◆ **Stated goal**: Retype the complete listing exactly as it appears.

◆ **Records for this task**:
↓↓↓

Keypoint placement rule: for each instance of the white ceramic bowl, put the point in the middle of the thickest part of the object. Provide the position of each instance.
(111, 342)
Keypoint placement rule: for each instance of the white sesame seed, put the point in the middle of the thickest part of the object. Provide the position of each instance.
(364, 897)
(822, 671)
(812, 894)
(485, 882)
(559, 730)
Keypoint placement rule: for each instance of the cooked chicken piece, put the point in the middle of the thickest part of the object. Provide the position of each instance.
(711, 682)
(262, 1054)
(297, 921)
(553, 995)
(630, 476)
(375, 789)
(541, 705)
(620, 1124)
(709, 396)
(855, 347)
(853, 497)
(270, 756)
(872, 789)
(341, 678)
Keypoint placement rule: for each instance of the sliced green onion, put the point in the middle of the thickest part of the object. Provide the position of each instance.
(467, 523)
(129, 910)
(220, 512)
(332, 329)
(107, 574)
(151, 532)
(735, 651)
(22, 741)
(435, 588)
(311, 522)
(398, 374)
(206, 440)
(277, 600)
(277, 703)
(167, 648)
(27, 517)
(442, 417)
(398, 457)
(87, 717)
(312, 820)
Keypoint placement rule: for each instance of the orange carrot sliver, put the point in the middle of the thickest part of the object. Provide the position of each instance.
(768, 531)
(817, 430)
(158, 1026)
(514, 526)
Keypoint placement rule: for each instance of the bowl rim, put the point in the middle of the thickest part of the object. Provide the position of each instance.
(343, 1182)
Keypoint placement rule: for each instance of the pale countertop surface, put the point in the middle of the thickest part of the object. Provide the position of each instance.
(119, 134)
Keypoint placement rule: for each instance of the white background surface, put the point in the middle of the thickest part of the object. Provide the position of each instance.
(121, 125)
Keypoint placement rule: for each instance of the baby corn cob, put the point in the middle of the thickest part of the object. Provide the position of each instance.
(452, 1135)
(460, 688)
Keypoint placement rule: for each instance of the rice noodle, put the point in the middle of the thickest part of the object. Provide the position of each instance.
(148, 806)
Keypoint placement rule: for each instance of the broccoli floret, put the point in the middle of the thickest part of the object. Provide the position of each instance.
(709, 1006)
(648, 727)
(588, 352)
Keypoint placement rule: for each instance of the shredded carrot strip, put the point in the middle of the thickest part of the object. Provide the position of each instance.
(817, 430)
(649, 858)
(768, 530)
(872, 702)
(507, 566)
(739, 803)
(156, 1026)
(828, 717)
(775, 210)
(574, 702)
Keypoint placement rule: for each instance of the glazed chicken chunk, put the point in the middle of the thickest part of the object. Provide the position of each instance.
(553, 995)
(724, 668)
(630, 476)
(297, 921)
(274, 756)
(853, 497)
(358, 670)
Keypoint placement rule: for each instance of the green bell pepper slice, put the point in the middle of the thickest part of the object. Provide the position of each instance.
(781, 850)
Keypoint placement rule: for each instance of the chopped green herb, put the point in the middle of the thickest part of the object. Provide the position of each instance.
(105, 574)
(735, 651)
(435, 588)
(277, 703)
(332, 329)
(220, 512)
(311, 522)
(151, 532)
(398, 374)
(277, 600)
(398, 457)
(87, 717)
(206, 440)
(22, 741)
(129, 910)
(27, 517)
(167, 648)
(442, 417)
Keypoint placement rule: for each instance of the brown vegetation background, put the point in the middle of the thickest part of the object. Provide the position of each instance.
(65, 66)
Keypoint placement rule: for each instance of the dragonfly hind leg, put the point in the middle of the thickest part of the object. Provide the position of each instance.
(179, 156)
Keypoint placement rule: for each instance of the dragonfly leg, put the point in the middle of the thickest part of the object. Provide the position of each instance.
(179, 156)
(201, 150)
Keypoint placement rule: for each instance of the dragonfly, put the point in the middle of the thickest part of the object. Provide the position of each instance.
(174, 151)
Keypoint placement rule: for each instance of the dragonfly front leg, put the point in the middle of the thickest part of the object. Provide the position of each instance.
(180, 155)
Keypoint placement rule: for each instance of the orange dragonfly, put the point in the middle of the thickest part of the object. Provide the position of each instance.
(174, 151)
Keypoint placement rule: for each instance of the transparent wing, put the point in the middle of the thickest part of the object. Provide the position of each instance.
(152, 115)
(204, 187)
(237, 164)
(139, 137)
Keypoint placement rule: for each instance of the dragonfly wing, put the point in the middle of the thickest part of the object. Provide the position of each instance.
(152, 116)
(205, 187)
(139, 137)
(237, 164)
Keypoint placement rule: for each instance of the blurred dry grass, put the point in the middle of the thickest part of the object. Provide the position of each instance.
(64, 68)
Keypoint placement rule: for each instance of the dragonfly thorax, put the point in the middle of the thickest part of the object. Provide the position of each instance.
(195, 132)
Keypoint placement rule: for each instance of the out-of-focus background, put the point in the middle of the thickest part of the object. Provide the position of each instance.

↑↑↑

◆ **Output of the task**:
Keypoint placement rule: for each instance of the white ceramic bowl, put the point in the middle of the thickest part of the object. Provide the position of each instance.
(111, 342)
Keypoint placement rule: for each instance of the white sesame seed, put the point in the middle of the thickest part of the object. Provide the position of each instance.
(364, 897)
(822, 671)
(812, 894)
(485, 882)
(559, 730)
Keypoint placement rule: for each instance of the cooked chicken piece, put the point in the middle of the thickest part of the object. Provide the position of each instance.
(711, 682)
(262, 1054)
(297, 921)
(553, 995)
(630, 476)
(375, 789)
(541, 705)
(620, 1124)
(709, 396)
(855, 347)
(853, 497)
(270, 756)
(872, 789)
(341, 678)
Keypoint placement rule: for each instance of the sliced green onion, put the point in the middle of the thickest part of the object. Provide the position of each instance.
(467, 523)
(129, 910)
(220, 512)
(332, 329)
(107, 574)
(151, 532)
(735, 651)
(22, 741)
(435, 588)
(311, 522)
(398, 374)
(206, 440)
(277, 600)
(277, 703)
(167, 648)
(27, 517)
(442, 417)
(398, 457)
(87, 717)
(312, 820)
Keypoint placement rule: for each instance of the orange carrot sliver, put the point in the middle of the thickest part of the object. Provide the position of each instance.
(768, 531)
(817, 430)
(158, 1026)
(514, 526)
Keypoint placement rule: for each instance of the bowl rim, put the point in the middle of the thickest part of the object. Provide the position of each instance.
(343, 1182)
Keypoint placement rule: for each instance of the pale countertop surface, put the point in the middle of the thickest part of the object. Provide the position of each instance.
(119, 134)
Keypoint placement rule: for each instance of the white background surface, put the point in the middle of the thickest part of the object. Provide the position of each instance.
(121, 125)
Keypoint placement rule: for each instance of the baby corn cob, put the point in the middle of the thickest part of the object. Provide the position of each instance.
(452, 1135)
(460, 688)
Keypoint placement rule: for each instance of the rice noodle, put the point in the middle of the thickest part of the object. Provide the position of each instance.
(148, 806)
Keypoint placement rule: for each instance of the broccoli floret, put the point in the middle of the thickest part of the object. Provide the position of each instance.
(709, 1006)
(648, 727)
(588, 352)
Keypoint placement rule: for each instance of the shredded carrot strip, put the point in the middle of the thickest part of the object. Provide the position of each instance.
(817, 430)
(649, 858)
(768, 530)
(872, 702)
(507, 566)
(739, 803)
(156, 1026)
(828, 717)
(775, 210)
(574, 702)
Keypoint placement rule: for each instance of the glazed chicken chunk, put the point in the middle of the thickest part of the object. Provide the position of each instance.
(553, 995)
(724, 668)
(630, 476)
(297, 921)
(274, 756)
(853, 497)
(358, 670)
Keypoint placement rule: for each instance of the green bell pepper slice, put the point in the middle of the thickest part of the object. Provide the position of each instance.
(781, 850)
Keypoint placement rule: for each instance of the chopped green herb, put the point in the middle of the thickest part of the object. Provide the position of each instance.
(105, 574)
(735, 651)
(435, 588)
(277, 703)
(332, 329)
(220, 512)
(311, 522)
(151, 532)
(398, 374)
(277, 600)
(398, 457)
(87, 717)
(206, 440)
(22, 741)
(129, 910)
(27, 517)
(167, 648)
(442, 417)
Keypoint placement rule: for each instance of the brown vegetation background, put the point in the middle of the thickest part of the object. Provide the position of each instance.
(65, 66)
Keypoint placement rule: for each instance of the dragonfly hind leg, put the point in the middle of the thickest part of the object. Provide the position of each instance.
(179, 156)
Keypoint placement rule: for each instance of the dragonfly leg, put the point in the middle of the thickest part of the object. Provide the position of each instance.
(179, 156)
(201, 150)
Keypoint placement rule: for each instance of the dragonfly, put the point in the middle of the thickest part of the object. Provide the position of each instance.
(174, 151)
Keypoint placement rule: for each instance of the dragonfly front leg, put the point in the middle of the thickest part of the object. Provide the position of each instance.
(180, 155)
Keypoint placement rule: for each instance of the orange dragonfly, put the point in the middle of the thickest part of the object. Provide the position of each instance.
(174, 151)
Keypoint placement rule: for each instance of the transparent wing, put the point in the middle of the thickest part of the object. Provide the position of each instance.
(152, 115)
(204, 187)
(237, 164)
(139, 137)
Keypoint placement rule: for each instance of the dragonfly wing, put the point in the middle of the thickest part of the object. Provide the position of each instance.
(152, 116)
(205, 187)
(139, 137)
(237, 164)
Keypoint placement rule: for each instance of the blurred dry grass, put the point in the middle of the thickest part of the object. Provide the position of each instance.
(64, 68)
Keypoint placement rule: for each instance of the dragonfly thorax, put the point in the middle of the thickest part of the object. Provide the position of each instance.
(195, 132)
Keypoint placement rule: for each instance of the out-of-focus background, put the point in the middle of the thickest part of the object. Provide the position of each instance.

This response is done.